• **MATERIAL SHOWN**

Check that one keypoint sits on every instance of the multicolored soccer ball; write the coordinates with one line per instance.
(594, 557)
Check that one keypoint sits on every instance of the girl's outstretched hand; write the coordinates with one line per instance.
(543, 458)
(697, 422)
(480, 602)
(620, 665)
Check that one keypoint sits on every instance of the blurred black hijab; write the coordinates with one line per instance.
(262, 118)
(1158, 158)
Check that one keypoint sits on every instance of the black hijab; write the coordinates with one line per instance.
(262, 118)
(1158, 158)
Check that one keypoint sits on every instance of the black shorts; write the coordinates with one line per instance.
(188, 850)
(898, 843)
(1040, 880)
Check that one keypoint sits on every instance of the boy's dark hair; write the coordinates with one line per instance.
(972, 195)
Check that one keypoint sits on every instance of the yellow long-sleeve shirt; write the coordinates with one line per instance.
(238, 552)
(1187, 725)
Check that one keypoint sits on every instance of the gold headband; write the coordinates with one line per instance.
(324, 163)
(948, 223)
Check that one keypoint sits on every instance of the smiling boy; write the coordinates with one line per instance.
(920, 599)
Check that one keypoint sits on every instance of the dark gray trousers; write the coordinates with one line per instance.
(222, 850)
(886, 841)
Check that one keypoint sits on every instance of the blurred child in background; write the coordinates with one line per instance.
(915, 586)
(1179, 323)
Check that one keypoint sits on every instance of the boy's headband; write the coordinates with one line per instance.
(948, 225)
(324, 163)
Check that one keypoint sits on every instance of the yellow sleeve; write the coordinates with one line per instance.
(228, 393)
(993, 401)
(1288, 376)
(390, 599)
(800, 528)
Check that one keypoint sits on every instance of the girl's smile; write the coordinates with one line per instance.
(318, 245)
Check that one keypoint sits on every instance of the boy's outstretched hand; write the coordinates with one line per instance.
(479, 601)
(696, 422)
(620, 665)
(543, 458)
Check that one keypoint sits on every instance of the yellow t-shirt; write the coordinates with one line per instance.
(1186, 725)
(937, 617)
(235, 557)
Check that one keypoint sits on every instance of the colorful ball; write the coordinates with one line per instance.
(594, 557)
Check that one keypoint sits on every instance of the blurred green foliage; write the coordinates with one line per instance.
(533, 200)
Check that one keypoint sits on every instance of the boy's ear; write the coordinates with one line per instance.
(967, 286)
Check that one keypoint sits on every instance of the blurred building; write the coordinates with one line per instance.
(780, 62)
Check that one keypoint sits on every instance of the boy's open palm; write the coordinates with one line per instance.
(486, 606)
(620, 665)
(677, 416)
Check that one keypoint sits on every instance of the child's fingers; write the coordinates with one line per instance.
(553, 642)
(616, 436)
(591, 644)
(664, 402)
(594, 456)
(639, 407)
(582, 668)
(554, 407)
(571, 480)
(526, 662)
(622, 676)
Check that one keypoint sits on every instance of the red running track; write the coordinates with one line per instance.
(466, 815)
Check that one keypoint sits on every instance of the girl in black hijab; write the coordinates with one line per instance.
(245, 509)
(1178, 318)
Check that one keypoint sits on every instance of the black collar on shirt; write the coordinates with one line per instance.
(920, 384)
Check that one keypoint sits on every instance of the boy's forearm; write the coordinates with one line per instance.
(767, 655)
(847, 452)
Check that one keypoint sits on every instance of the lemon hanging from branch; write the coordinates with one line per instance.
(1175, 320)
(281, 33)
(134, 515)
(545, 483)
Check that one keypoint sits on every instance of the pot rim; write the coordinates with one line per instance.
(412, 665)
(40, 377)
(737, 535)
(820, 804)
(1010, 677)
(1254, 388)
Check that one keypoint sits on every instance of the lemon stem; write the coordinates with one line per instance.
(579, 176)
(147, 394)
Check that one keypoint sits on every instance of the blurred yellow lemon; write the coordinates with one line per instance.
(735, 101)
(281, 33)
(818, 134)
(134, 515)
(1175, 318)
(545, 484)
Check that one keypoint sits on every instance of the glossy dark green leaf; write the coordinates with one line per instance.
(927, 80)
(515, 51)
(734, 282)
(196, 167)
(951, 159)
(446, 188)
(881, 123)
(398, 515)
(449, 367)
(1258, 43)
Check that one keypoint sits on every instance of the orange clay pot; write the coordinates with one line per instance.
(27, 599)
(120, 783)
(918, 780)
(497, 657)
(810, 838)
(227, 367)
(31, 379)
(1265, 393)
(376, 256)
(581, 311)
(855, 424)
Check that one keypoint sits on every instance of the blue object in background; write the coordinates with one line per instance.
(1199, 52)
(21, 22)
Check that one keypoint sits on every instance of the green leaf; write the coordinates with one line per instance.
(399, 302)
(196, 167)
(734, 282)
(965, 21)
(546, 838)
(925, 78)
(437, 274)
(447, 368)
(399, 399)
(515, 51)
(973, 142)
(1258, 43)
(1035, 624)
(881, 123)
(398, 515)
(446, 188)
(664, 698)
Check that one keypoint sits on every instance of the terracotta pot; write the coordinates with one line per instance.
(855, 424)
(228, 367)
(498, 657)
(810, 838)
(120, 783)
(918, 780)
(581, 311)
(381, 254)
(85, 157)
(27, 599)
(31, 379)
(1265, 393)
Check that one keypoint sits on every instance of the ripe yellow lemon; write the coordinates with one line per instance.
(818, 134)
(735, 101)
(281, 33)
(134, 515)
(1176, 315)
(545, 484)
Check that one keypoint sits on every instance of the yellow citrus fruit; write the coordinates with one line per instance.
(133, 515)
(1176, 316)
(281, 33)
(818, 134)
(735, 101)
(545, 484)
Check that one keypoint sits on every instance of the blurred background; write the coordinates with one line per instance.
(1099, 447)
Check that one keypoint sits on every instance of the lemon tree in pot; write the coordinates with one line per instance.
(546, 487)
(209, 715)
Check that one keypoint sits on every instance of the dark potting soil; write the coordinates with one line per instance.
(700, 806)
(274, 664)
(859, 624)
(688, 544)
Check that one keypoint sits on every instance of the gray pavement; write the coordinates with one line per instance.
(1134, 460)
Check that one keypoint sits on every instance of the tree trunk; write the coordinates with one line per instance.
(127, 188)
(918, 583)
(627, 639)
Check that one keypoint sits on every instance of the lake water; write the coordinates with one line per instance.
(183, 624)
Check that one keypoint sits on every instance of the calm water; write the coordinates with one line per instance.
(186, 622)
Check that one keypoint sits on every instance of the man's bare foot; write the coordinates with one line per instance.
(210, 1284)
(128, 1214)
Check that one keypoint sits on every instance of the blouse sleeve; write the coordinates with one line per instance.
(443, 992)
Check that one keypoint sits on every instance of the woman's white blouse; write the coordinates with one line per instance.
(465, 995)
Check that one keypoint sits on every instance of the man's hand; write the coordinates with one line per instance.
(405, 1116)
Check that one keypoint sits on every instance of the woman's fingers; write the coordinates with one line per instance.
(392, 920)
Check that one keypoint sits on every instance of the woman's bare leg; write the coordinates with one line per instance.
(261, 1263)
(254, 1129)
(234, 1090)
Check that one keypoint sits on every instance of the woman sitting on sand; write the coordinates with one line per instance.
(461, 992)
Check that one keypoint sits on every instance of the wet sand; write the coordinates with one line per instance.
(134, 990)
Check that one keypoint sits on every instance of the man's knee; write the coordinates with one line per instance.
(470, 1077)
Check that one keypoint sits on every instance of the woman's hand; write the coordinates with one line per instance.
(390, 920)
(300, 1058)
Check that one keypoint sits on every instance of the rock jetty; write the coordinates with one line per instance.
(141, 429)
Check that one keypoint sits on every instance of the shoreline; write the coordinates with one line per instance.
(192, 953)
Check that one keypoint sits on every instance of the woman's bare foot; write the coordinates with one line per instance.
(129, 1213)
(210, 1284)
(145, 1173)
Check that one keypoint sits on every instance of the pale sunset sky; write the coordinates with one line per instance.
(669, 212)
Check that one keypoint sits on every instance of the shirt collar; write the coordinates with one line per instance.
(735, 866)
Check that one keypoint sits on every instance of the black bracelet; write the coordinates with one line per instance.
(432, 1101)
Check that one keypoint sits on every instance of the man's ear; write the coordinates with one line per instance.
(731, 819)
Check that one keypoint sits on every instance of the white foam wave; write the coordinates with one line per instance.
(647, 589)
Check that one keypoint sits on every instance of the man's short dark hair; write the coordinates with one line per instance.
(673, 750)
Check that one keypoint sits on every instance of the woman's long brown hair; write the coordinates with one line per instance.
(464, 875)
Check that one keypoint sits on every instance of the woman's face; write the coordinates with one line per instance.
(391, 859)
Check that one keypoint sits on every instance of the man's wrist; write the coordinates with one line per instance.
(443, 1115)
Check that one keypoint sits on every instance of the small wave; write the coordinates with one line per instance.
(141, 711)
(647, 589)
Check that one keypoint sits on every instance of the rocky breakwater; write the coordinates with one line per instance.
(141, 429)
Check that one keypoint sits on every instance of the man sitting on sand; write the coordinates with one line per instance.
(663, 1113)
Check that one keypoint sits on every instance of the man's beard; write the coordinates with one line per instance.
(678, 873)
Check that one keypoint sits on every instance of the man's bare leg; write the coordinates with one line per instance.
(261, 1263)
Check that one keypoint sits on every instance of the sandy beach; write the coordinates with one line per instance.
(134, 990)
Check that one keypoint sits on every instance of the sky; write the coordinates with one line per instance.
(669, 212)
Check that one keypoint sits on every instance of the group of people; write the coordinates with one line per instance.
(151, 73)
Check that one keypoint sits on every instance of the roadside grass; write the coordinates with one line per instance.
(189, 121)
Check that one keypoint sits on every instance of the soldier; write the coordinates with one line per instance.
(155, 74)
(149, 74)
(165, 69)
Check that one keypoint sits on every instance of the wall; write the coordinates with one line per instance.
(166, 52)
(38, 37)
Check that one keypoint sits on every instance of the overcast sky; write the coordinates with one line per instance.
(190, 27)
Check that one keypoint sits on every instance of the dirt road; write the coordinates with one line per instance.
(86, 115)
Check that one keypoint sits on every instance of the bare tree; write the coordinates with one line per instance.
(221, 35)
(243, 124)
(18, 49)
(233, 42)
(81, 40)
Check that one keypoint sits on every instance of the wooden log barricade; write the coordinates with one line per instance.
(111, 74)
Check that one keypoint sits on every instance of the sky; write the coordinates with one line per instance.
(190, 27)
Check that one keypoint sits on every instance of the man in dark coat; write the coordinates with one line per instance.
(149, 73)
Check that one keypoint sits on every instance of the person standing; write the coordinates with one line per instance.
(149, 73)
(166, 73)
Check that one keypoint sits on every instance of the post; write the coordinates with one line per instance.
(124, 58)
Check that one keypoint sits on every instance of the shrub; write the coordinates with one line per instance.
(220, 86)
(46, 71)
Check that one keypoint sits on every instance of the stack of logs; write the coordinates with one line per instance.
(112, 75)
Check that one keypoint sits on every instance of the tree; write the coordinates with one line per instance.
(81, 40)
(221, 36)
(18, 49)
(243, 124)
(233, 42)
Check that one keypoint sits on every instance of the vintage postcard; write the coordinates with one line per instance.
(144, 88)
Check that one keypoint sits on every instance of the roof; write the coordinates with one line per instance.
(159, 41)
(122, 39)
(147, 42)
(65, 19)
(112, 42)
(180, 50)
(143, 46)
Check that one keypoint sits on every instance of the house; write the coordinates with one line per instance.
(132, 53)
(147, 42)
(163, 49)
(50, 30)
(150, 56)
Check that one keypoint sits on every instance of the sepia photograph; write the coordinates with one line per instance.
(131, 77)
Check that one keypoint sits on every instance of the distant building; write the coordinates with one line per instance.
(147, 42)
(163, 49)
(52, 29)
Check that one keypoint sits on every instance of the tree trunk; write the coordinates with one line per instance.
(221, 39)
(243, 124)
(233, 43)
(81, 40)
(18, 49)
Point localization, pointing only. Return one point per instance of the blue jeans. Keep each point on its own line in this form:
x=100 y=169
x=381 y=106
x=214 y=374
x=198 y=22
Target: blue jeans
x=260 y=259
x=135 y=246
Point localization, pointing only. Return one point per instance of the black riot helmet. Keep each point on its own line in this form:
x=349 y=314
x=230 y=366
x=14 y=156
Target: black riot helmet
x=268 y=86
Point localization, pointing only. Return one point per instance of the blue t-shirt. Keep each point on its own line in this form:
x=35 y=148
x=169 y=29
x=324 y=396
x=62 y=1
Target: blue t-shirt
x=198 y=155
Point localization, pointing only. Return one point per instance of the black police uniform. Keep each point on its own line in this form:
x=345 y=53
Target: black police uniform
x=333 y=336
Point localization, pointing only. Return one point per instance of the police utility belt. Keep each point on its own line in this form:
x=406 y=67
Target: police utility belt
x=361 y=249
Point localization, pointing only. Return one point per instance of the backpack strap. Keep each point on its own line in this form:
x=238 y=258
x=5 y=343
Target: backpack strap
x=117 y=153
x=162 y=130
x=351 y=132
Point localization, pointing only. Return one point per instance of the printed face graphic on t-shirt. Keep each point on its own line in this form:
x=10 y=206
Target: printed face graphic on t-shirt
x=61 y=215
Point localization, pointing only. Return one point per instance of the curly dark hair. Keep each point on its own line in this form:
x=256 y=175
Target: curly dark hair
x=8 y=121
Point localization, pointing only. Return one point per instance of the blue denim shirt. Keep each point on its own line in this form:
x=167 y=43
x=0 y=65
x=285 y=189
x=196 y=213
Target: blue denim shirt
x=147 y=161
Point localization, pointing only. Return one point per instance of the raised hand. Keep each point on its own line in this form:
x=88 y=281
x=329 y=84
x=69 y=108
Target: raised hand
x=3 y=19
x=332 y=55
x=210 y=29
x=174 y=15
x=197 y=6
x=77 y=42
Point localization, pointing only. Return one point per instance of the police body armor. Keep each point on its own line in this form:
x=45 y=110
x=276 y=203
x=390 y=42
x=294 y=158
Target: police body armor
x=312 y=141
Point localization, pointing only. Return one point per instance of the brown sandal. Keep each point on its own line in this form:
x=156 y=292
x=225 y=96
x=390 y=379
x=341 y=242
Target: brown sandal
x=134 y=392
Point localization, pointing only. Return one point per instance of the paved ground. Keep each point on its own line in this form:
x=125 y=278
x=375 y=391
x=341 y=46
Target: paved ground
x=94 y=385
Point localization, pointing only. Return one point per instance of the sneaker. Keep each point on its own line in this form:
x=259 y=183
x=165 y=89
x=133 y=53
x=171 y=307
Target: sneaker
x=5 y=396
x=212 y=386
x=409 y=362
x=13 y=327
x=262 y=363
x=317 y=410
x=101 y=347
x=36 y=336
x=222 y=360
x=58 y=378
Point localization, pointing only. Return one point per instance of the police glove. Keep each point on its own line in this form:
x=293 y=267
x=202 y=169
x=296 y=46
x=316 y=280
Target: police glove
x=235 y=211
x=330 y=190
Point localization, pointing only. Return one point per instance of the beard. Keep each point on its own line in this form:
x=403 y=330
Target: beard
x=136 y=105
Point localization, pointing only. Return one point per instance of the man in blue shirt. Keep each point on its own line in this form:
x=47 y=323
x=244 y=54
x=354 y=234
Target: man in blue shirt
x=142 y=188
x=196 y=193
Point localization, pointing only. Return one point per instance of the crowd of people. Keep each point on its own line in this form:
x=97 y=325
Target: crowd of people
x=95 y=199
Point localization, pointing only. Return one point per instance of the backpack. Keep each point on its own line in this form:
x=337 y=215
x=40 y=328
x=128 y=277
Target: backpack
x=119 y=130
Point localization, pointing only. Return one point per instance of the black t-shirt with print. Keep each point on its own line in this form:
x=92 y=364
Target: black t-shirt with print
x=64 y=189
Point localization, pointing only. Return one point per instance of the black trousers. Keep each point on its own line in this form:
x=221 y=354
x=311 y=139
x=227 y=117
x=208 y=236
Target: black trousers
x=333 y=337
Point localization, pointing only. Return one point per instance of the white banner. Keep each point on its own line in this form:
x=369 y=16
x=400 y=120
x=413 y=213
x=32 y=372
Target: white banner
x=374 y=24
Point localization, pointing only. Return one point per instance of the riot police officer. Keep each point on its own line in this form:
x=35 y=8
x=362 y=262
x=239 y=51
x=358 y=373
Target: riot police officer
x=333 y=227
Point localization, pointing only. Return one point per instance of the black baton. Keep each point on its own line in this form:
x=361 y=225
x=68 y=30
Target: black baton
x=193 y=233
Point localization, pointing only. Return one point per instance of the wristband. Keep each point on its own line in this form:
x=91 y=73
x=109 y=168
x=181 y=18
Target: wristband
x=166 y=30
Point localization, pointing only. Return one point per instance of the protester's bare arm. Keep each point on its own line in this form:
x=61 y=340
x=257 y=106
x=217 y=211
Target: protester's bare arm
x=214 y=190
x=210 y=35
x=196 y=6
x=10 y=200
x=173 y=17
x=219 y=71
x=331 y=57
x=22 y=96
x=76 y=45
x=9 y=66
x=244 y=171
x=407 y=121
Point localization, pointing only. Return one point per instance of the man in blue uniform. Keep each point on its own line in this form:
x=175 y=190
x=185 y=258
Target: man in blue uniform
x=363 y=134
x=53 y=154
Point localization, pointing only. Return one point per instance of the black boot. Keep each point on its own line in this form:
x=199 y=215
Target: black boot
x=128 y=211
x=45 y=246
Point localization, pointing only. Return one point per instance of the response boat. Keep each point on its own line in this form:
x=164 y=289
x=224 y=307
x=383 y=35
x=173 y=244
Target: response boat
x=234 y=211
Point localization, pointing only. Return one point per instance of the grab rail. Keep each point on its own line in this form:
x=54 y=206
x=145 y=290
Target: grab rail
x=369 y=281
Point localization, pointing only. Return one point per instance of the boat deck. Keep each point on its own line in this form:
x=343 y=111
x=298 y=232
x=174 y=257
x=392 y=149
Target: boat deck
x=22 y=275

• **ACTIVITY**
After locating the line holding "x=285 y=189" above, output exactly that line and every line after it through the line holding "x=276 y=203". Include nothing else.

• **EXERCISE SOLUTION**
x=285 y=189
x=196 y=213
Target: blue denim shirt
x=147 y=161
Point localization, pointing only. Return one point per instance of the raised hand. Keep each point on its own line in this form:
x=88 y=281
x=329 y=84
x=69 y=108
Target: raised hand
x=3 y=19
x=332 y=55
x=210 y=29
x=174 y=15
x=197 y=6
x=77 y=42
Point localization, pointing only. Return one point per instance of the police body armor. Keep each point on its own line in this form:
x=45 y=110
x=276 y=203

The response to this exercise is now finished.